Source passage
When a packet arrives at a switch, the switch first checks its flow table to find any existing matching flow rule entries. If a matching rule is found, the packet is processed accordingly based on that rule. However, if there is no matching flow rule, the switch generates a Packet_In message for the packet and forwards it to the SDN controller [31]. This Packet_In message provides the SDN controller with the necessary information to make a decision on how to handle the packet. Upon receiving the Packet_In message, the controller analyzes its contents using its packet_in_handler. This handler allows for the extraction and collection of relevant information from the incoming packet, such as the source IP address, destination IP address, communication protocol, source port, destination port, and more [32]. Based on this information, the SDN controller can make an informed decision on how to process the packet. Subsequently, the controller installs a new flow rule in the switch’s flow table to ensure future packets with similar characteristics are handled efficiently.

3.2.2 Flow Rule Instillation

To install or modify flow rules in the switch’s flow table, the controller utilizes the Add_Flow message. This message specifies the match criteria, actions to be performed, and the priority for the flow rule [31]. In the implementation, the controller’s flow_mod_handler method is employed, which takes advantage of the specification of match fields. This allows for more precise or coarse-grained manipulation of flow rules based on specific attributes. For example, attributes such as idle_timeout and the OFPFF_SEND_FLOW_REM flag can be set using this message [32]. By leveraging these capabilities, the controller can effectively manage and customize the flow rules in the switch’s flow table according to the requirements of the network.

What is asked
According to the SDN flow-handling passage, what does a switch generate when an arriving packet matches no flow rule? The entries after this passage play no role in the work.

Data shown
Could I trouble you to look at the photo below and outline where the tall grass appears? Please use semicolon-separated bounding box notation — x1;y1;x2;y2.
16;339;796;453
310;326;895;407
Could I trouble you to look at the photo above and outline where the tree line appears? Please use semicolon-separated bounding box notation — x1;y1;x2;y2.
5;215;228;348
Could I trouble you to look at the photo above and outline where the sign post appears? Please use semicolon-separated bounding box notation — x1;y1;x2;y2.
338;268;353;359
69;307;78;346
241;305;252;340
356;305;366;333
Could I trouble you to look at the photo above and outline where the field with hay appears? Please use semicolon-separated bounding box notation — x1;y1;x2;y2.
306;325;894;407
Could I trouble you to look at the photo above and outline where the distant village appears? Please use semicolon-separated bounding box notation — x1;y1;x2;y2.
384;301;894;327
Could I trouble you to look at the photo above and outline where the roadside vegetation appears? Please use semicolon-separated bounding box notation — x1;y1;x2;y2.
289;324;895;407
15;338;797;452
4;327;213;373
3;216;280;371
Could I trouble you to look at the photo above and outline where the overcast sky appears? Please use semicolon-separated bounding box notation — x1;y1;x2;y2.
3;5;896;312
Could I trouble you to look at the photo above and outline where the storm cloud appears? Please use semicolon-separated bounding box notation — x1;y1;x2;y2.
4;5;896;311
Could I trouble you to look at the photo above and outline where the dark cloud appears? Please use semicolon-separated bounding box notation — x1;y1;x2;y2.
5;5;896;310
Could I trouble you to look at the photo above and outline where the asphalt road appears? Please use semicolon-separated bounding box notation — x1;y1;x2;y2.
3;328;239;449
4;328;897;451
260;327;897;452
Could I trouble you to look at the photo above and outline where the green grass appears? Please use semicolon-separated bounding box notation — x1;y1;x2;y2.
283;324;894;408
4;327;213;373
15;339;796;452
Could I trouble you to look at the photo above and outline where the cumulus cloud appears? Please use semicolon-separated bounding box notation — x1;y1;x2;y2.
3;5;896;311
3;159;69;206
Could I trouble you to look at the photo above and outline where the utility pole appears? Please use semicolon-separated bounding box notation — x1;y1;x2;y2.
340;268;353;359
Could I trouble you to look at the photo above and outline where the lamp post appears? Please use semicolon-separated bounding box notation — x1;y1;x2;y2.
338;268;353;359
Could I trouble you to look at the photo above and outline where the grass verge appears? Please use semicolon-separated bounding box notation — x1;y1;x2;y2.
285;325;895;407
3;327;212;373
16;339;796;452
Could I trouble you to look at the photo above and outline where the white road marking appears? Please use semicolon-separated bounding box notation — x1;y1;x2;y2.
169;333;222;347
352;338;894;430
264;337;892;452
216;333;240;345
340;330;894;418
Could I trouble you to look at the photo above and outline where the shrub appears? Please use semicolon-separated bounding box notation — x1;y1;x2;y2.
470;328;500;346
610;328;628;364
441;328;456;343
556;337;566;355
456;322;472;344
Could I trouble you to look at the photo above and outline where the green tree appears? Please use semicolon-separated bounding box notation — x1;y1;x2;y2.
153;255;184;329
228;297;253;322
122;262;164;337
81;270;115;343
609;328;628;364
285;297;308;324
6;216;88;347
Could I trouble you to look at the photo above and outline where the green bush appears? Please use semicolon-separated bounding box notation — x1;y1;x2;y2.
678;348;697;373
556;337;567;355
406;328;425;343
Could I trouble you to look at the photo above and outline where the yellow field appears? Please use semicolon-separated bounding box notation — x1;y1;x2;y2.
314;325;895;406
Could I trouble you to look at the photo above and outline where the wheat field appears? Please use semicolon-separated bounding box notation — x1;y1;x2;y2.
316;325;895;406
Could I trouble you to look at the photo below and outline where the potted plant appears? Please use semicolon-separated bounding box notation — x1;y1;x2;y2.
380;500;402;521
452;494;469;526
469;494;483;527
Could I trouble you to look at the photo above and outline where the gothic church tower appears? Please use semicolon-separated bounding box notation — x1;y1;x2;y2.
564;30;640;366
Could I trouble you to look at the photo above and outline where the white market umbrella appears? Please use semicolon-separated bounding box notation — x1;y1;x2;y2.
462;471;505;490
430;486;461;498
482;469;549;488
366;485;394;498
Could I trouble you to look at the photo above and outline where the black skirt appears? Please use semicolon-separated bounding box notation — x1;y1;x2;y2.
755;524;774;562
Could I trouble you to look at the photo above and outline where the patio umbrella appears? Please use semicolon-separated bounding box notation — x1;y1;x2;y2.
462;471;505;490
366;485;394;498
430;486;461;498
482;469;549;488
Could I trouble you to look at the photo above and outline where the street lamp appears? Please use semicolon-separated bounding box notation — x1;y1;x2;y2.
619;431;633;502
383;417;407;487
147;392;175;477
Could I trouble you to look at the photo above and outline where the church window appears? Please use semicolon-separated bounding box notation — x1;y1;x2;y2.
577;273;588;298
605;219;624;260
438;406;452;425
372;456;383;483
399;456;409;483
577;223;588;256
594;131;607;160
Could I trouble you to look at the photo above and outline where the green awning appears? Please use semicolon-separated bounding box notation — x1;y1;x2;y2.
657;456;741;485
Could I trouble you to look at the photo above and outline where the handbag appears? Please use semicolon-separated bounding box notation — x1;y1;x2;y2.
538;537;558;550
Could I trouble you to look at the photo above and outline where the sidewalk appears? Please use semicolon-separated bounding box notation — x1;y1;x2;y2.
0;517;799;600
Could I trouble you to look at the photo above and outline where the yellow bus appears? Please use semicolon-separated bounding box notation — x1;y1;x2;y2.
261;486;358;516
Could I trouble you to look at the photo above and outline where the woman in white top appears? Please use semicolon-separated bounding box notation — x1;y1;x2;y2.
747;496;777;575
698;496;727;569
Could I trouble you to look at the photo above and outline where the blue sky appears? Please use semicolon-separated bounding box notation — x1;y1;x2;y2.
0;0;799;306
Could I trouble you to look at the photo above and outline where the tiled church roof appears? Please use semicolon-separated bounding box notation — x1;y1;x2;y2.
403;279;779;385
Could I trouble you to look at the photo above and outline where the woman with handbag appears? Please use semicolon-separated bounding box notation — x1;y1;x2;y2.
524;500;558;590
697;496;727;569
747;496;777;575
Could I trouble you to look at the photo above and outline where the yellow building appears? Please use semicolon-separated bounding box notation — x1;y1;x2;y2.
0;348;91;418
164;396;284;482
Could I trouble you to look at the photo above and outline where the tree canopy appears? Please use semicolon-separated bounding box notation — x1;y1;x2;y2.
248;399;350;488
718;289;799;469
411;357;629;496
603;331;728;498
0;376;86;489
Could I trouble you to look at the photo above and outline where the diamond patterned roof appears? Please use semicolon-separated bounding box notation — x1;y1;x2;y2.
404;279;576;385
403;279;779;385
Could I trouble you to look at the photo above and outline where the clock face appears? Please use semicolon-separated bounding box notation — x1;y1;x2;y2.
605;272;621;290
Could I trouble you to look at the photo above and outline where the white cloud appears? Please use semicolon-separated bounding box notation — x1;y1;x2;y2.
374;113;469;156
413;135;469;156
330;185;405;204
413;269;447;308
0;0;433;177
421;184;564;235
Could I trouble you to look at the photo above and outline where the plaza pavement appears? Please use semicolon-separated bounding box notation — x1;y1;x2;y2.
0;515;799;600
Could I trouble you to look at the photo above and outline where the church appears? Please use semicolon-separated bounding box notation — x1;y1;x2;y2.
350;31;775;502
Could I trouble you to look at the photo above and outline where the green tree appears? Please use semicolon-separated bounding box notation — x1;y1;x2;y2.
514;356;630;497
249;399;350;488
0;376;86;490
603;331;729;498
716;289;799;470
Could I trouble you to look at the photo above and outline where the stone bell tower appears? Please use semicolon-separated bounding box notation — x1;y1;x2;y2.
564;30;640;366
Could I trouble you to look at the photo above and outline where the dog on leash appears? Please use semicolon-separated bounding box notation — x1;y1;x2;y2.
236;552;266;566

Exercise answer
A Packet_In message, which the switch forwards to the SDN controller.